■ REQUIREMENT ■
Copy every record below exactly.

■ SUPPLIED RECORDS ■
◆ ◆ ◆ ◆ ◆

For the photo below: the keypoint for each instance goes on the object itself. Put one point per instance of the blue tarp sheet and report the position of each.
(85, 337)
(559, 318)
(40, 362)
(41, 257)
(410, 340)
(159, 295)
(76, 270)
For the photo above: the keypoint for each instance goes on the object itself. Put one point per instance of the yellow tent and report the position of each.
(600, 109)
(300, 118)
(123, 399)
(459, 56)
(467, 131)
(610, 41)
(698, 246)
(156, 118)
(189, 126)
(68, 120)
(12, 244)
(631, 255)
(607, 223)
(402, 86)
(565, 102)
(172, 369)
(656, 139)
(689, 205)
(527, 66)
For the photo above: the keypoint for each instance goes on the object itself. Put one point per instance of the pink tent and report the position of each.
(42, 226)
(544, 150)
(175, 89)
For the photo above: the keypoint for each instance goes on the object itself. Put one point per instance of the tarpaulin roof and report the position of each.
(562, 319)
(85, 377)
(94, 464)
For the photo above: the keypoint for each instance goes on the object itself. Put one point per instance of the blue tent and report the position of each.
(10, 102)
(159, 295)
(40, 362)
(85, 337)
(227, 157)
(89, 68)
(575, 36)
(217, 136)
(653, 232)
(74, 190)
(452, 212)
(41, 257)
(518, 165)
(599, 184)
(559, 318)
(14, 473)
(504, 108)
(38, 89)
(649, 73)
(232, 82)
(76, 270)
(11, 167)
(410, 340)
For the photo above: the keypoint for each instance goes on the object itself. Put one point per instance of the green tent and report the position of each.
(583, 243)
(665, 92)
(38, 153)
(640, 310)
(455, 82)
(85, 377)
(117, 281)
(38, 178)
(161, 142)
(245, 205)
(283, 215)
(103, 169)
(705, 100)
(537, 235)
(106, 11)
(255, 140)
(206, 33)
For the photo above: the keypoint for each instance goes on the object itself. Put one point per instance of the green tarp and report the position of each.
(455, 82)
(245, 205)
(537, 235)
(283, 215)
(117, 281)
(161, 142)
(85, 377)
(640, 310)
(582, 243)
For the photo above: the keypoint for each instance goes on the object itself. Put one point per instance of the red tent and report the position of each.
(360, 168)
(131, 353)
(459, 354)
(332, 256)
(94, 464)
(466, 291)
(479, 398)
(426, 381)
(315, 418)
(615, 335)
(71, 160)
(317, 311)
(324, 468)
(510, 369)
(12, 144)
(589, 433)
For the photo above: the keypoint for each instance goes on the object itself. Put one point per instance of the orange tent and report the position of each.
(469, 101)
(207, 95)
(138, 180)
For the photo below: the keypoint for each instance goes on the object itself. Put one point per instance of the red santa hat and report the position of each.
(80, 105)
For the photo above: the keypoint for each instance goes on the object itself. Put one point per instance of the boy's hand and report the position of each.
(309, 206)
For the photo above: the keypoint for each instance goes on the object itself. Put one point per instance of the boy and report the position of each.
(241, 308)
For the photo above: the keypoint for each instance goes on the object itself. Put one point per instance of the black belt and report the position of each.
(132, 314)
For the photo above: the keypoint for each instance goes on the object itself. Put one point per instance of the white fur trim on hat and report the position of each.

◆ ◆ ◆ ◆ ◆

■ ANSWER BELOW ■
For the photo below: the keypoint for each instance goes on the object itself. Put one point per instance of the blue tarp sheet and report the position of each.
(85, 337)
(559, 318)
(40, 362)
(41, 257)
(410, 340)
(159, 295)
(76, 270)
For the photo above: the keypoint for each instance goes on the object itself. Put one point per instance of the yellow tent and report the position of each.
(600, 109)
(300, 118)
(123, 399)
(459, 56)
(467, 131)
(610, 41)
(698, 246)
(156, 118)
(189, 126)
(68, 120)
(12, 244)
(631, 255)
(607, 223)
(402, 86)
(565, 102)
(172, 369)
(656, 139)
(689, 205)
(527, 66)
For the photo above: the keypoint for each instance goes on the object itself. Put one point per instance of the pink tent and report the position of each.
(42, 226)
(544, 150)
(175, 89)
For the photo above: the keypoint for each instance goes on the object itself. Put one point per instance of the tarpaulin roof and report the position of each.
(562, 319)
(85, 377)
(94, 464)
For the photo above: the keypoint for each instance goes on the object itself. Put one point per instance of the blue tent and report the position of each.
(10, 102)
(159, 295)
(40, 362)
(85, 337)
(227, 157)
(89, 68)
(575, 36)
(217, 136)
(653, 232)
(74, 190)
(452, 212)
(41, 257)
(518, 165)
(599, 184)
(559, 318)
(14, 473)
(504, 108)
(38, 89)
(649, 73)
(232, 82)
(76, 270)
(11, 167)
(410, 340)
For the photo above: the keypoint for each instance goes on the object itself. Put one point per instance of the green tent and report the position of each.
(583, 243)
(665, 92)
(38, 153)
(640, 310)
(455, 82)
(85, 377)
(117, 281)
(38, 178)
(161, 142)
(245, 205)
(283, 215)
(103, 169)
(705, 100)
(537, 235)
(106, 11)
(255, 140)
(206, 33)
For the photo above: the keypoint for each instance goes on the object itself. Put one point per instance of the green tarp and report the position of each.
(455, 82)
(245, 205)
(537, 235)
(283, 215)
(117, 281)
(161, 142)
(85, 377)
(640, 310)
(582, 243)
For the photo above: the keypoint for each instance goes on the object itself. Put one point per instance of the red tent and report the position of each.
(360, 168)
(131, 353)
(459, 354)
(332, 256)
(94, 464)
(466, 291)
(479, 398)
(426, 381)
(315, 418)
(615, 335)
(71, 160)
(317, 311)
(324, 468)
(510, 369)
(12, 144)
(589, 433)
For the photo above: the keypoint for each instance goes on the object itself. Put one point per instance of the orange tent and report the position of each.
(469, 101)
(207, 95)
(138, 180)
For the photo below: the keypoint for each instance goes on the object itself. Put one point per instance of the red santa hat and report the position of each.
(80, 105)
For the photo above: the keypoint for each instance goes on the object itself. Put one point per instance of the boy's hand and report the position of each.
(309, 206)
For the photo above: the keypoint for each instance goes on the object itself. Put one point per instance of the boy and report the position of each.
(241, 308)
For the photo above: the keypoint for each instance goes on the object itself. Put one point per instance of the black belt and report the position of each.
(132, 314)
For the photo above: the keypoint for each instance goes on the object itself. Put one point per instance of the white fur trim on hat and report the position of each.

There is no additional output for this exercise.